→ **TASK DIRECTIONS**
Rewrite the lines from the one containing "Box the bridge arch." through the one containing "[[0, 0, 1300, 287]]", inclusive, changing "Box" to "Draw a box around" and keeping everything else the same.

• • •

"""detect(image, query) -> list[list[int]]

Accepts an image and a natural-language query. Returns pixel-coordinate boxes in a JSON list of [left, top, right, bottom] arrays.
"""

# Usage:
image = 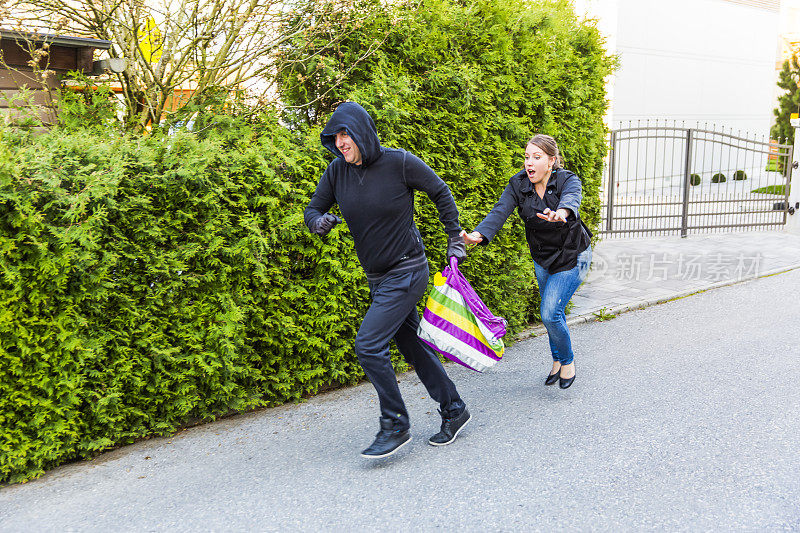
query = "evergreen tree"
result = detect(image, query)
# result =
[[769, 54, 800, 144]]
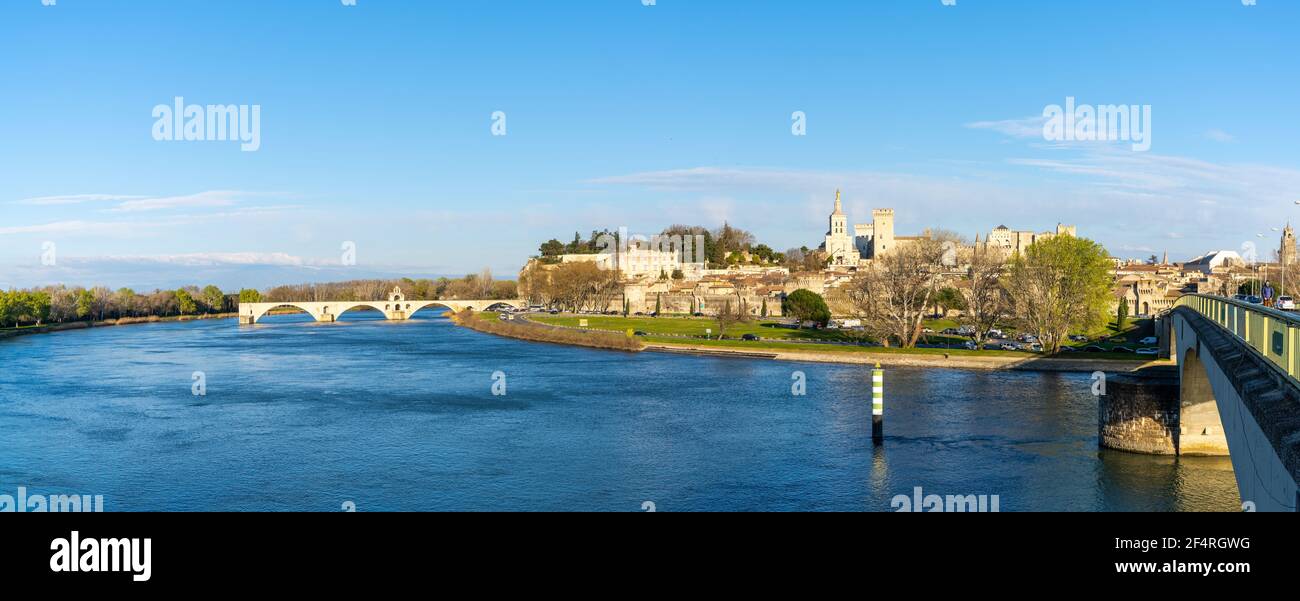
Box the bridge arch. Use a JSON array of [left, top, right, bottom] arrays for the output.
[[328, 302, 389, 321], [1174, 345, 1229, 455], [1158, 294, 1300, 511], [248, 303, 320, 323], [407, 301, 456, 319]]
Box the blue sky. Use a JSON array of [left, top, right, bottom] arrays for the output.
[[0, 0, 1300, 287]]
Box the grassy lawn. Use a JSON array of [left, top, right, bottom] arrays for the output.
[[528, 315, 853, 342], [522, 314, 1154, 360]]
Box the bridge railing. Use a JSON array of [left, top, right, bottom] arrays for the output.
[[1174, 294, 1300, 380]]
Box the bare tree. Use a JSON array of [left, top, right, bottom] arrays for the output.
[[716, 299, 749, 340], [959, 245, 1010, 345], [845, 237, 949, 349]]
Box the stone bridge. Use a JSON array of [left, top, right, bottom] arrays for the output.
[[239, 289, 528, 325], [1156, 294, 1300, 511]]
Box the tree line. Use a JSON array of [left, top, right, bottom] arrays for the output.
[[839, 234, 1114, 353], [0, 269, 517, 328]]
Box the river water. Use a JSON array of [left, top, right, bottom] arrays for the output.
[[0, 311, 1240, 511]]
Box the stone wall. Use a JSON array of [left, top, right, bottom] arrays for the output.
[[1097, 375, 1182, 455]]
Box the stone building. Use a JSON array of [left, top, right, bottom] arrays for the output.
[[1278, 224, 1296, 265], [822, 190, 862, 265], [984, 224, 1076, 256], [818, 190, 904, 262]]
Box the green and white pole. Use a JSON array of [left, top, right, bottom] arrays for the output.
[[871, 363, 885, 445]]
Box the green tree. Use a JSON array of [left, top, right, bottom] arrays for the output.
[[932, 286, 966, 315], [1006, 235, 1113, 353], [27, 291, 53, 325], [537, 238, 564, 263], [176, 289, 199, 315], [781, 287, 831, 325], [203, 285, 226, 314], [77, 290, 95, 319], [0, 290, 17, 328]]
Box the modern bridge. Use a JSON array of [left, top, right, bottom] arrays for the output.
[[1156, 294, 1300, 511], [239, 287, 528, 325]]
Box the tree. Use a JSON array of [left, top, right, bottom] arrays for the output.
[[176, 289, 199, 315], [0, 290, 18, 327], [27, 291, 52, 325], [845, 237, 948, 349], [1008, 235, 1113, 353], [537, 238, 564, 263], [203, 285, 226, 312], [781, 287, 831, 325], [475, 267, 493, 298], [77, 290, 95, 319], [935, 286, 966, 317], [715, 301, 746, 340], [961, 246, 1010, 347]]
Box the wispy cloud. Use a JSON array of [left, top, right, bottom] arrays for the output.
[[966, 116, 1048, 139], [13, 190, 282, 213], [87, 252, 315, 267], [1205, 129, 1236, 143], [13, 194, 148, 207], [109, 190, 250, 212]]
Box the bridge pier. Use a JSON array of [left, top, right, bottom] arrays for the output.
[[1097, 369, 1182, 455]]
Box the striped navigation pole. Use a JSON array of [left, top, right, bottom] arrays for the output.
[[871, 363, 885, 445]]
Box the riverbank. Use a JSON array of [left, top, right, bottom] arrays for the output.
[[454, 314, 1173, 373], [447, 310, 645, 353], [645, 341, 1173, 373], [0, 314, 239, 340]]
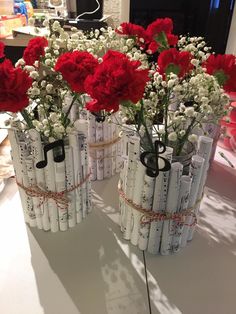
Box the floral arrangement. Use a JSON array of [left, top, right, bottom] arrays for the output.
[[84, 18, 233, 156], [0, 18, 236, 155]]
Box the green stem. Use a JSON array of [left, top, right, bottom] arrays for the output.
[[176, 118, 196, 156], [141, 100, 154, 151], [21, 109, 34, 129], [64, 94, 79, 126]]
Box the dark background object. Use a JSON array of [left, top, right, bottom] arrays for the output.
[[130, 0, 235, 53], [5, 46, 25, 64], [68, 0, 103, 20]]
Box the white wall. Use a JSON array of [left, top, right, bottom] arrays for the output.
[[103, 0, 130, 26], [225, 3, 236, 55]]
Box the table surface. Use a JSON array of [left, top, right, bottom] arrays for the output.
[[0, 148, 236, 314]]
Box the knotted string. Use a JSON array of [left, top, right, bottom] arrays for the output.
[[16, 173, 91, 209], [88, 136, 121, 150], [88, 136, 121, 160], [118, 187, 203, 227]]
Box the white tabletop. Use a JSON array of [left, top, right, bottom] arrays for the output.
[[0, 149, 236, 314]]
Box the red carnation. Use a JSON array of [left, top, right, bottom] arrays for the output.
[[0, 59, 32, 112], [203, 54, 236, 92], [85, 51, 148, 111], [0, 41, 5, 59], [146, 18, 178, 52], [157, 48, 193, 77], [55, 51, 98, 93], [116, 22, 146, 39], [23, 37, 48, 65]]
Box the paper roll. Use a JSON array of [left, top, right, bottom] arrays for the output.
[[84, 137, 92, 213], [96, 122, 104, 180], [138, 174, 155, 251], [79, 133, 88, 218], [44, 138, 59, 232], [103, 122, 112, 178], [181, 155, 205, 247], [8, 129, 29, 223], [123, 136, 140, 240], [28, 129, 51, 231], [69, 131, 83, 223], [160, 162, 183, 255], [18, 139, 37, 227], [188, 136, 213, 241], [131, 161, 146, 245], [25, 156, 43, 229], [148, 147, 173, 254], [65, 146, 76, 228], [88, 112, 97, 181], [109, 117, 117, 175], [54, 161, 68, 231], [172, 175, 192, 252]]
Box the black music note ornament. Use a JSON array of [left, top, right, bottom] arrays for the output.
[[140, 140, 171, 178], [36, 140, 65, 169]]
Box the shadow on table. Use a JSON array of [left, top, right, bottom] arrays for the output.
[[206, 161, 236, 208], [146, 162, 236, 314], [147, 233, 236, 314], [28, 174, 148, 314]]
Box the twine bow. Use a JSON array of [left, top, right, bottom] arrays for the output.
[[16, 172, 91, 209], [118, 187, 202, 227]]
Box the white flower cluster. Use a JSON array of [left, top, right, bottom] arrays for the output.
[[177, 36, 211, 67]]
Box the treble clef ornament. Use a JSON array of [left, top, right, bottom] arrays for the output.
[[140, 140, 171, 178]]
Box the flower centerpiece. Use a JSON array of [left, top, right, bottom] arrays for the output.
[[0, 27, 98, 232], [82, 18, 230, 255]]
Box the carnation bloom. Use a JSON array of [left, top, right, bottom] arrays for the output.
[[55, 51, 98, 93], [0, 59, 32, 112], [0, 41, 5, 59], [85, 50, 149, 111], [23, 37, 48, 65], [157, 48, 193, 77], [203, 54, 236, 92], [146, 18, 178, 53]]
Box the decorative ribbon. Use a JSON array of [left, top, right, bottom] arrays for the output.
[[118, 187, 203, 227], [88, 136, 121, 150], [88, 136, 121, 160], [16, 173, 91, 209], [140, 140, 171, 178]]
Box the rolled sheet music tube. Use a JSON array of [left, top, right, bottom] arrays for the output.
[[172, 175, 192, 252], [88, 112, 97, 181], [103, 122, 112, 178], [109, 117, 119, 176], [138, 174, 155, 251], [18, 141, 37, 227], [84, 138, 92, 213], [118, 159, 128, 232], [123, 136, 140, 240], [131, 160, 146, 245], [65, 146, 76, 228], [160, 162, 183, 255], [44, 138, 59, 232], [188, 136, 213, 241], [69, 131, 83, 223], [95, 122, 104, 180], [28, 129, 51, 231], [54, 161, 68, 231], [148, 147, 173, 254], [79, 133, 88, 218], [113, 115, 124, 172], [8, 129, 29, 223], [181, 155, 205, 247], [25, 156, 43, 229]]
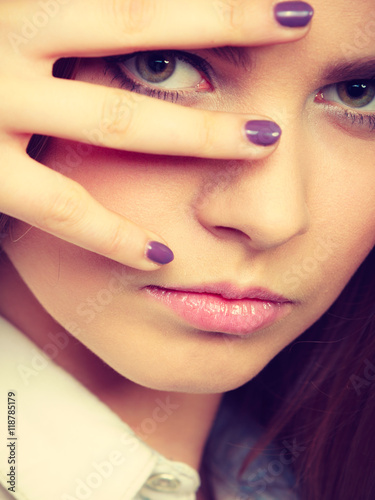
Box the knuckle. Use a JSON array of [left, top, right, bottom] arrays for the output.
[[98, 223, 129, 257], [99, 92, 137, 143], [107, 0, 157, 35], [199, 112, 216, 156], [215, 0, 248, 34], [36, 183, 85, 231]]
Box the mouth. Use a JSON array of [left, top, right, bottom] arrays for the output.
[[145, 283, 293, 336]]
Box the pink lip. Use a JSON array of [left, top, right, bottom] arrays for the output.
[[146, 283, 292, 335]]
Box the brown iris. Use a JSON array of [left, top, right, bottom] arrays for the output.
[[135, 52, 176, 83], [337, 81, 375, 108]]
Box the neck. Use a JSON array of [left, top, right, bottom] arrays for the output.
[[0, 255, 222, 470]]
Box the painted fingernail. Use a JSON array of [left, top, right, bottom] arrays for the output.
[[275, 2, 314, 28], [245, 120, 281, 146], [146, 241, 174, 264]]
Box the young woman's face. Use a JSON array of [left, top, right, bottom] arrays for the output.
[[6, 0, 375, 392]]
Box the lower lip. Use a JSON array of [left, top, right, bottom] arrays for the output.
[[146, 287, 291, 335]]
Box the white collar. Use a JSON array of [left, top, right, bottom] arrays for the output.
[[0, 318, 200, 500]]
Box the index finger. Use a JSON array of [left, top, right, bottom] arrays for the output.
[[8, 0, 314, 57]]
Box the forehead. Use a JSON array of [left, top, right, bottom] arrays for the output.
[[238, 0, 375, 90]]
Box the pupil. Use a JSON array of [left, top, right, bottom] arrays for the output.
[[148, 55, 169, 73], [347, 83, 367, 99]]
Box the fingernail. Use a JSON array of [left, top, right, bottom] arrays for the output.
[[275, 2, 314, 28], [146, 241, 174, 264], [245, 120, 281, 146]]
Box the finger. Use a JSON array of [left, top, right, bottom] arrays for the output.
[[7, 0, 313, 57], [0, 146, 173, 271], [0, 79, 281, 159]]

• • •

→ **RESULT**
Draw a box around the bridge arch. Use a JSON array of [left, top, right, bottom] arrays for the output.
[[328, 302, 389, 321], [1174, 345, 1229, 455], [1158, 294, 1300, 511], [248, 303, 320, 323], [407, 301, 456, 319]]
Draw a box around the blue sky. Use a JSON array of [left, top, right, bottom] arrays for the output.
[[0, 0, 1300, 287]]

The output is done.